#### Listed entries
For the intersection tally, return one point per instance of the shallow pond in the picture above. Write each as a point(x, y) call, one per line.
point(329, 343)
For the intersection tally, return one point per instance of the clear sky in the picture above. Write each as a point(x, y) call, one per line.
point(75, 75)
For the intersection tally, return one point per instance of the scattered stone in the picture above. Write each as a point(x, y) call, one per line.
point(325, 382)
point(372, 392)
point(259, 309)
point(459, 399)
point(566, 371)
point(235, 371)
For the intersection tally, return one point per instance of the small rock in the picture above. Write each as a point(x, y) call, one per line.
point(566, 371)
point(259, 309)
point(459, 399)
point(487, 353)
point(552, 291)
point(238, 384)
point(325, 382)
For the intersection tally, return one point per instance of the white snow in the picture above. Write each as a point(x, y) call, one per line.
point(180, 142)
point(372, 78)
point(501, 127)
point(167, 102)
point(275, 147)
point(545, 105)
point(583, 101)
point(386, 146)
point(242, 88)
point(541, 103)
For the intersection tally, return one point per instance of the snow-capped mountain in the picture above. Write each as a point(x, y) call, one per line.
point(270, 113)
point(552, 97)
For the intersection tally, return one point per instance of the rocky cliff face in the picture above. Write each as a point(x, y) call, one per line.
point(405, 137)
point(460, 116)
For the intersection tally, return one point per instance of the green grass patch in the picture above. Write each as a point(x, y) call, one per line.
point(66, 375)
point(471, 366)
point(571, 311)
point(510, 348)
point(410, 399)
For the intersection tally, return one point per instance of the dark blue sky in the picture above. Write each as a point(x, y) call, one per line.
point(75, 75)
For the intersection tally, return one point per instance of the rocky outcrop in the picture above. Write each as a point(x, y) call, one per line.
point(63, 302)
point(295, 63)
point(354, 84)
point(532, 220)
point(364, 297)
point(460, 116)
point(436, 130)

#### The request
Please rewrite all of the material above as a numbered list, omitting any blank lines.

#### Answer to this task
1. For the intersection tally, return one point per instance of the shallow pond in the picture above. Write each as a point(x, y) call, one per line.
2. point(329, 343)
3. For the intersection tally, return one point per instance of the clear sky in the picture above. Write each as a point(x, y) call, one per line.
4. point(75, 75)
5. For the intersection tally, return one point per instance of the scattered stone in the picture above. Write each as a point(x, y) call, one per line.
6. point(325, 382)
7. point(372, 392)
8. point(259, 309)
9. point(459, 399)
10. point(566, 371)
11. point(235, 371)
12. For the intersection tally, return one point per instance of the small rock in the picture above. Write each as a point(x, y) call, one per line.
13. point(566, 371)
14. point(259, 309)
15. point(459, 399)
16. point(487, 353)
17. point(552, 291)
18. point(238, 384)
19. point(325, 382)
20. For the intersection tally, return one point per instance of the white snow in the picture above. Write each as a point(x, y) call, one per line.
21. point(180, 142)
22. point(372, 78)
23. point(501, 127)
24. point(167, 102)
25. point(275, 147)
26. point(545, 105)
27. point(583, 101)
28. point(386, 146)
29. point(242, 88)
30. point(541, 103)
31. For the intersection tally, return one point per instance of the snow-capped mountain in the picture above. Write each as a point(x, y) call, one per line.
32. point(270, 113)
33. point(552, 97)
34. For the intersection tally, return one point per instance of the rocky cliff face in the picture above. Write each as a point(x, y) call, one per line.
35. point(405, 137)
36. point(460, 116)
37. For the intersection tally, return one point per instance of the green grass patch in the picture above. Write each as a point(x, y) call, one per line.
38. point(66, 375)
39. point(471, 366)
40. point(571, 311)
41. point(510, 348)
42. point(410, 399)
43. For the intersection tally, return one point per instance of the dark blue sky in the picture above. Write each as a point(x, y) call, one per line.
44. point(75, 75)
45. For the intersection tally, return one point per instance of the rocky outcrop in the picture above. Write each as a point(x, y) call, one per line.
46. point(63, 302)
47. point(295, 63)
48. point(354, 84)
49. point(532, 220)
50. point(364, 297)
51. point(460, 116)
52. point(436, 130)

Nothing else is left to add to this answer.